▶ TRY IT
Exact copy, no pictures: return all the records as they stand.

▶ DATA FOR THE TASK
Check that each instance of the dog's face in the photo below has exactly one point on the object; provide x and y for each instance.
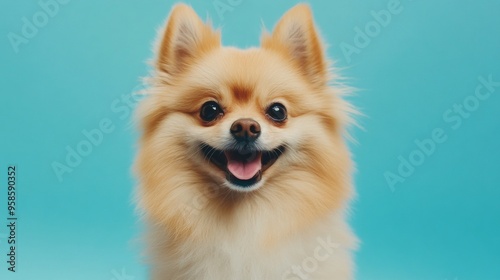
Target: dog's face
(258, 120)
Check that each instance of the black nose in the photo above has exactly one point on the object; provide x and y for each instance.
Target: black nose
(245, 130)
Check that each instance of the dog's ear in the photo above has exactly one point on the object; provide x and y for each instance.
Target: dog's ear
(185, 38)
(296, 37)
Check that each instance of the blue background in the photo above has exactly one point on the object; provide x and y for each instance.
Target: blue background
(442, 222)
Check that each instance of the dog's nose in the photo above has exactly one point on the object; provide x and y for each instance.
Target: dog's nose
(245, 130)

▶ SOLUTION TO THE EXERCISE
Check that each instance of the dog's face in the photo below has exactly one point on the object; provide x and y for each instance.
Target: dog's face
(258, 120)
Check that each instance of the black nose in the photo above has exactly one point on the object; provide x and y for each instance.
Target: black nose
(245, 130)
Check that each instance of the dog's ear in the photo above has exactly one point on the object; provide x and y for each instance.
Target: dog's ear
(185, 38)
(296, 37)
Check that each instance of the blue background in the photo above has exactly one point on the object; provide x and y for each instance.
Target: blue background
(442, 222)
Check that each instance of the dog's nose in the photo above has exactly one point on the object; provide x and y for each instance.
Target: dog's nose
(245, 130)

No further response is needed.